▶ [Texte fourni]:
###

| Tribune Mai 2022

Tribune Mai 2022

Le travail est-il en voie d’extinction ?

Par Patrick Rasandi, Fondateur d’IPRH Consultants, Formateur, coach certifié, membre du Bureau du Syndicat des Métiers du Coaching

Le travail constitue la norme, et c’est en l’exerçant que l’on acquiert les moyens de vivre. Il est également le lieu où nous mettons en scène nos capacités, où nous participons à la construction de nouvelles réalisations.

Le travail occupe ainsi une place centrale, faisant de l’absence de celui-ci – et donc de revenus, d’utilité et d’inscription dans un collectif – une situation souvent mal vécue par les personnes ainsi que par la société. Pourtant, selon certains sociologues, le travail ne serait plus le vecteur privilégié de l’épanouissement individuel ainsi que du lien social.

###

▶ [Données fournies]:
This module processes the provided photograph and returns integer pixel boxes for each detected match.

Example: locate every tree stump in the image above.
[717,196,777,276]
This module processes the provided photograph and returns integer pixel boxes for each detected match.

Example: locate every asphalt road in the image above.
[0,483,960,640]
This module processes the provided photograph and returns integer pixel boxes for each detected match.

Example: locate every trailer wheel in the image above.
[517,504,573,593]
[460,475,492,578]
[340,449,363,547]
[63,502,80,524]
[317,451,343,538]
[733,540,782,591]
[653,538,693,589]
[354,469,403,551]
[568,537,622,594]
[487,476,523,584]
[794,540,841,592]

###

▶ [Consignes de travail]:
1. D'après le texte fourni, qu'acquiert-on en exerçant le travail ?
2. Traduisez en anglais la phrase suivante du texte fourni : « Pourtant, selon certains sociologues, le travail ne serait plus le vecteur privilégié de l’épanouissement individuel ainsi que du lien social. »

▶ [Réponses aux exercices]:
1. On acquiert les moyens de vivre.

2. Yet, according to some sociologists, work would no longer be the privileged vehicle for individual fulfillment and for social bonds.